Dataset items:

^^^^^^^^

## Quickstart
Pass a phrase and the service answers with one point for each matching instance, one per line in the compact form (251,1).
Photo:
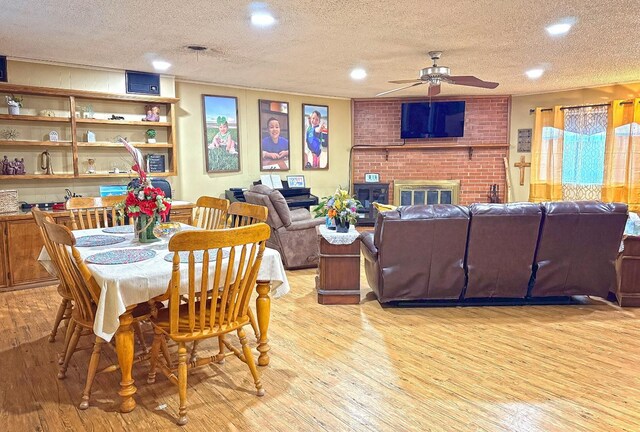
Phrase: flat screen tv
(432,120)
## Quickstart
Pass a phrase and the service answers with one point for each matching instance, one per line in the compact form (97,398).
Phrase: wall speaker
(143,83)
(3,69)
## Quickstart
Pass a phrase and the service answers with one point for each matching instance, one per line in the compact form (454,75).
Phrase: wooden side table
(628,270)
(338,279)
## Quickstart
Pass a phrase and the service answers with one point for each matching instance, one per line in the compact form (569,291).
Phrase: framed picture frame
(274,135)
(315,137)
(372,178)
(296,181)
(221,133)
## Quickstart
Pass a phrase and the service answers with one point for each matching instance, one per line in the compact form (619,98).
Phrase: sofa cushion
(579,242)
(501,248)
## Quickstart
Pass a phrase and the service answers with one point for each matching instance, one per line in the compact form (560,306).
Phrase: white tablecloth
(128,284)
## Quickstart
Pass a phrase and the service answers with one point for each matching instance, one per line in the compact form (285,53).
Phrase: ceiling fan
(435,75)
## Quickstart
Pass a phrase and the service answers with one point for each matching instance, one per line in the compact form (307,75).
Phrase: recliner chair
(293,232)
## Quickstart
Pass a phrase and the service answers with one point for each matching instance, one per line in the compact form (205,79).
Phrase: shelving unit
(73,148)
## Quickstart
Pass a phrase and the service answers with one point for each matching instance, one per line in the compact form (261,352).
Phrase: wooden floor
(355,368)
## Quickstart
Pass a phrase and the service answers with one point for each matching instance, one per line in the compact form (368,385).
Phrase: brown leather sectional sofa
(489,251)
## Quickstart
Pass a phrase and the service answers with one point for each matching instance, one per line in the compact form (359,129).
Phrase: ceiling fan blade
(471,81)
(405,81)
(401,88)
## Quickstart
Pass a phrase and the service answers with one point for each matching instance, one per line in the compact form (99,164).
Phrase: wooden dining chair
(243,214)
(95,212)
(217,299)
(86,293)
(66,305)
(210,212)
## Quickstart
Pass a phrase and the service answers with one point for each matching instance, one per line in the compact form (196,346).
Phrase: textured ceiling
(316,43)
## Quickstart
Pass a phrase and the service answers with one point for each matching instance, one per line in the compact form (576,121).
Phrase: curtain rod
(532,110)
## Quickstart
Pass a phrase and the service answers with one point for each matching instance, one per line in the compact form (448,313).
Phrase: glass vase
(144,228)
(342,226)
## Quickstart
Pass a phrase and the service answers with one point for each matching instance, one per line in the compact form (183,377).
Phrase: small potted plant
(151,136)
(14,104)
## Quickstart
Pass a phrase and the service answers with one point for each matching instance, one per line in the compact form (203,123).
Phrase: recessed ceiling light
(262,19)
(358,74)
(534,73)
(161,65)
(559,28)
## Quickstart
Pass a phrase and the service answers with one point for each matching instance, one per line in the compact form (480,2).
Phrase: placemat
(197,255)
(121,229)
(121,256)
(98,240)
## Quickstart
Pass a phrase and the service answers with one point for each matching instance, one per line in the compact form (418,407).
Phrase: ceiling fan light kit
(435,75)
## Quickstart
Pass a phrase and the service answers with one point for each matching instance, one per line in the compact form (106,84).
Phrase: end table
(338,279)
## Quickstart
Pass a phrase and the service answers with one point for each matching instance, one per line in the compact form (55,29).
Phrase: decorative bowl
(166,230)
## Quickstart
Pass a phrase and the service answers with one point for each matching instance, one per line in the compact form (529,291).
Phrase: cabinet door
(24,244)
(3,256)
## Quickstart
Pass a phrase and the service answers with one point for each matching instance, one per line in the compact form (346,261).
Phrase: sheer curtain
(621,181)
(585,131)
(546,155)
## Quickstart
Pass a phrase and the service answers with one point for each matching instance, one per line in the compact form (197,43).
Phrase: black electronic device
(142,83)
(432,120)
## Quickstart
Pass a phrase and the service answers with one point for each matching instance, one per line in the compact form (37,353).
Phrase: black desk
(295,197)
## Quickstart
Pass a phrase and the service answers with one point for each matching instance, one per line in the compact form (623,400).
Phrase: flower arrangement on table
(144,203)
(341,208)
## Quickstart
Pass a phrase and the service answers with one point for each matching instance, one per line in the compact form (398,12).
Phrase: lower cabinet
(23,244)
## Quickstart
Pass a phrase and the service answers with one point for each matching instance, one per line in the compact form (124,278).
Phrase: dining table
(126,285)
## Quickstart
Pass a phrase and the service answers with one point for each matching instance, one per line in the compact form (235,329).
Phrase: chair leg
(254,324)
(194,353)
(182,383)
(155,350)
(59,315)
(91,372)
(248,356)
(71,348)
(138,330)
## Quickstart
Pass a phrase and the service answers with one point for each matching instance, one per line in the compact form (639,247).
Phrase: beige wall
(521,119)
(193,179)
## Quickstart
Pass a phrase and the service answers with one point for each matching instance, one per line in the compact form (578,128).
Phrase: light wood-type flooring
(354,368)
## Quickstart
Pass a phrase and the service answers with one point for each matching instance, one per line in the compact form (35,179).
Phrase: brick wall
(377,123)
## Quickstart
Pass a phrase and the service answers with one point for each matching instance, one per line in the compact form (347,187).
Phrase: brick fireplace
(377,126)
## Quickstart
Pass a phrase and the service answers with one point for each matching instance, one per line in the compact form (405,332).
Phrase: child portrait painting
(221,137)
(315,142)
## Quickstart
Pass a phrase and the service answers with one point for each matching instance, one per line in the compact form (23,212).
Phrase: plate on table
(198,256)
(121,256)
(98,240)
(121,229)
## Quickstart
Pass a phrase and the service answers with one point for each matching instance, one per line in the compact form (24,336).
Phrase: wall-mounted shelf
(66,102)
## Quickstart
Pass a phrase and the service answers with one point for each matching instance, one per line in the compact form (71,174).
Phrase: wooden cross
(522,165)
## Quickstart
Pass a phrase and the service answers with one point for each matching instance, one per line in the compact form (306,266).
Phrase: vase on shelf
(144,228)
(342,226)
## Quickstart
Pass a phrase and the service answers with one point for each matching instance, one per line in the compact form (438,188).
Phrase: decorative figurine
(45,162)
(153,113)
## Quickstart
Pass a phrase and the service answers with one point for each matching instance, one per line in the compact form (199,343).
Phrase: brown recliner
(417,253)
(293,232)
(578,245)
(501,247)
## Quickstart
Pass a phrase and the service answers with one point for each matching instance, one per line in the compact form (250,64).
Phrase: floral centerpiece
(144,203)
(341,208)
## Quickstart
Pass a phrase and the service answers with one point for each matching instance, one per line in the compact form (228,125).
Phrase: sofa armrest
(305,224)
(369,250)
(300,214)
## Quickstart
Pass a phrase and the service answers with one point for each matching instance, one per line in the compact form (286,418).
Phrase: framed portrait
(274,135)
(295,181)
(315,140)
(221,137)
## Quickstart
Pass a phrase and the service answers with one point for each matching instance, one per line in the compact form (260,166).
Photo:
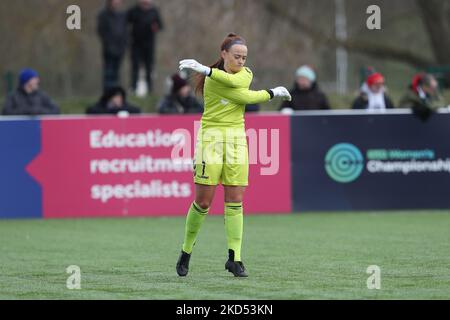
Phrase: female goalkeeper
(221,154)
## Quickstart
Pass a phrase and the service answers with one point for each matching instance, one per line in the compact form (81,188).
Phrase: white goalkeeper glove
(281,92)
(195,66)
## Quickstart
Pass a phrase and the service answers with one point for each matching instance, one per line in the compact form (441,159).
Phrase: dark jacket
(22,103)
(311,99)
(421,107)
(362,102)
(172,103)
(144,24)
(112,28)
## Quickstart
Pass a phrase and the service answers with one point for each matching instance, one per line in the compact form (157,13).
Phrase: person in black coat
(306,94)
(146,22)
(112,29)
(28,99)
(373,96)
(180,99)
(113,101)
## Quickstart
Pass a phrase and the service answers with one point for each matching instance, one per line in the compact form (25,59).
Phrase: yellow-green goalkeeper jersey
(226,96)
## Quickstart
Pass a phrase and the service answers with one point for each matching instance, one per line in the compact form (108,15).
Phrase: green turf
(302,256)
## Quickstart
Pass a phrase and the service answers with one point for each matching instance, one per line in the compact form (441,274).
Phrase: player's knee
(203,203)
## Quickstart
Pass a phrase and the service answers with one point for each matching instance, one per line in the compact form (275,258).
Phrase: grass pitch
(298,256)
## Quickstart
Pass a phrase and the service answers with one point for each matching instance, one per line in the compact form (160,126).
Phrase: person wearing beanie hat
(180,98)
(113,101)
(373,95)
(306,94)
(27,99)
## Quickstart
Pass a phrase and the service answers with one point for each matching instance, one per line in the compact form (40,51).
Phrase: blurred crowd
(135,30)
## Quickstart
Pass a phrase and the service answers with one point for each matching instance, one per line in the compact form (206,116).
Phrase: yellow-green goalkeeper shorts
(221,162)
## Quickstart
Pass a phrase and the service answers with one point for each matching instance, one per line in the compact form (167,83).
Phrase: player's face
(235,57)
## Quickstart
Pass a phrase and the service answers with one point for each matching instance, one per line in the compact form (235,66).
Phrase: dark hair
(227,43)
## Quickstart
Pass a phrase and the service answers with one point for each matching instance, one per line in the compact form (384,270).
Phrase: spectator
(146,22)
(373,95)
(112,29)
(180,99)
(28,99)
(423,96)
(113,101)
(306,94)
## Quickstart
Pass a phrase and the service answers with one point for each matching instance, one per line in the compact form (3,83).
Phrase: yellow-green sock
(234,224)
(194,221)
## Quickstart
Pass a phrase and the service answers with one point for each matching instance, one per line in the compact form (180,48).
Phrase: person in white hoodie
(373,95)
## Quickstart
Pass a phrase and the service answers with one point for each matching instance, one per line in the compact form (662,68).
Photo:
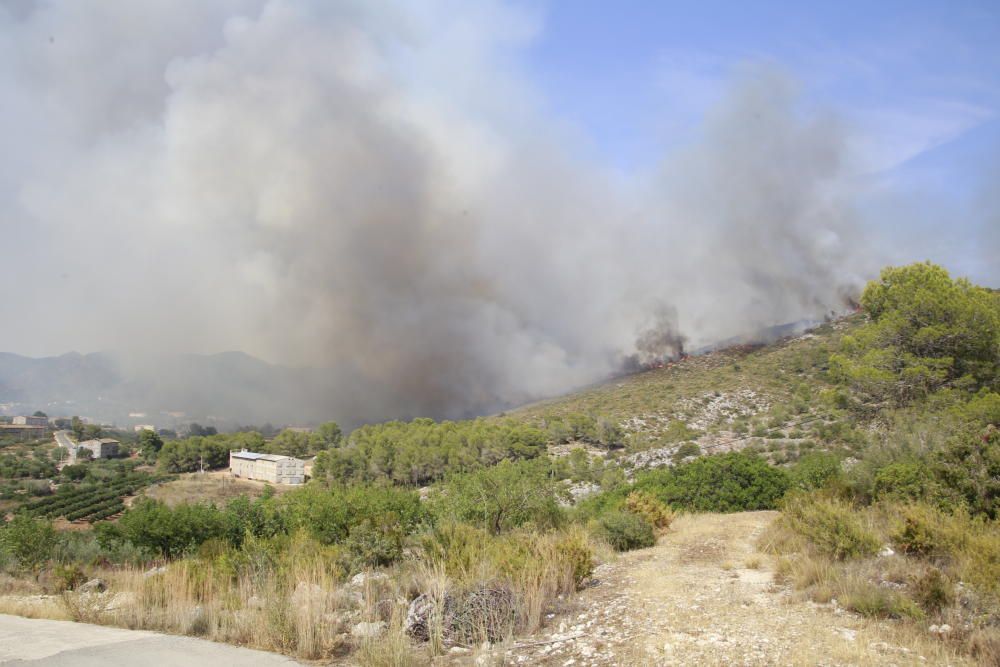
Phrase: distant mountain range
(228,389)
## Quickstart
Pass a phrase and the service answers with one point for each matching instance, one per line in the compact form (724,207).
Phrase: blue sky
(910,75)
(917,84)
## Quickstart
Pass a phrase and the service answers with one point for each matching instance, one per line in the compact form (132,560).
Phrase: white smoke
(378,190)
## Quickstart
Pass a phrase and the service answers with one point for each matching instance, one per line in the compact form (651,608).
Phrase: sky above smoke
(378,189)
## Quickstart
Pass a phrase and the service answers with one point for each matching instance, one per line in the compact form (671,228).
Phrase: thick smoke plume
(377,190)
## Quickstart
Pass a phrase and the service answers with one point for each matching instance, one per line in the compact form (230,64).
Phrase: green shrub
(686,450)
(874,601)
(933,590)
(649,508)
(29,541)
(731,482)
(831,526)
(816,471)
(924,531)
(902,481)
(505,496)
(625,531)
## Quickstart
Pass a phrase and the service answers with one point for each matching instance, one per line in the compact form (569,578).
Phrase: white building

^^^^^^^^

TASK STATEMENT: Return every line of the records that contains the word "brown".

FULL OUTPUT:
Phrase: brown leather sectional sofa
Phrase: brown recliner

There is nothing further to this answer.